● **SET PROBLEM**:
Return the records below line for line without any changes, but leave out the pictures.

Records from a data collection

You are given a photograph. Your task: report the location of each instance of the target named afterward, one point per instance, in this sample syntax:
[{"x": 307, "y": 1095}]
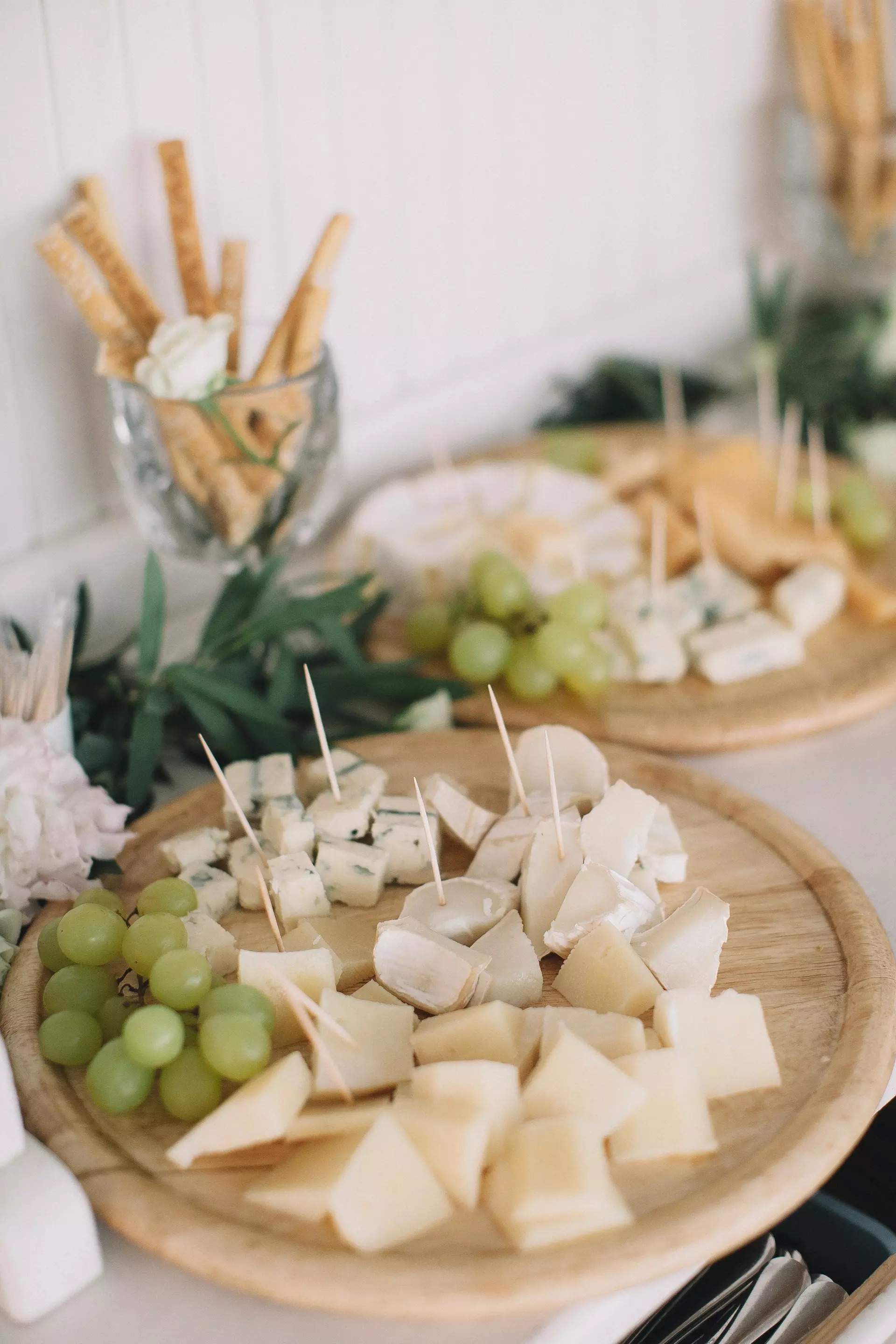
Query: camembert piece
[
  {"x": 736, "y": 651},
  {"x": 726, "y": 1038},
  {"x": 207, "y": 845},
  {"x": 424, "y": 968},
  {"x": 811, "y": 596},
  {"x": 515, "y": 971},
  {"x": 260, "y": 1112},
  {"x": 472, "y": 906},
  {"x": 352, "y": 874},
  {"x": 684, "y": 951},
  {"x": 675, "y": 1120},
  {"x": 398, "y": 830},
  {"x": 602, "y": 972},
  {"x": 287, "y": 827},
  {"x": 462, "y": 818}
]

● **WRITTEN SOLUTION**:
You are given a photograph. Your task: report the location of each instance of the target named afterward, one point per instance, in this sample syntax:
[{"x": 307, "y": 1095}]
Query: camembert piece
[
  {"x": 736, "y": 651},
  {"x": 726, "y": 1038},
  {"x": 207, "y": 845},
  {"x": 424, "y": 968},
  {"x": 811, "y": 596},
  {"x": 515, "y": 971},
  {"x": 260, "y": 1112},
  {"x": 472, "y": 906},
  {"x": 352, "y": 874},
  {"x": 684, "y": 951},
  {"x": 675, "y": 1120},
  {"x": 398, "y": 830},
  {"x": 602, "y": 972},
  {"x": 287, "y": 827},
  {"x": 462, "y": 818}
]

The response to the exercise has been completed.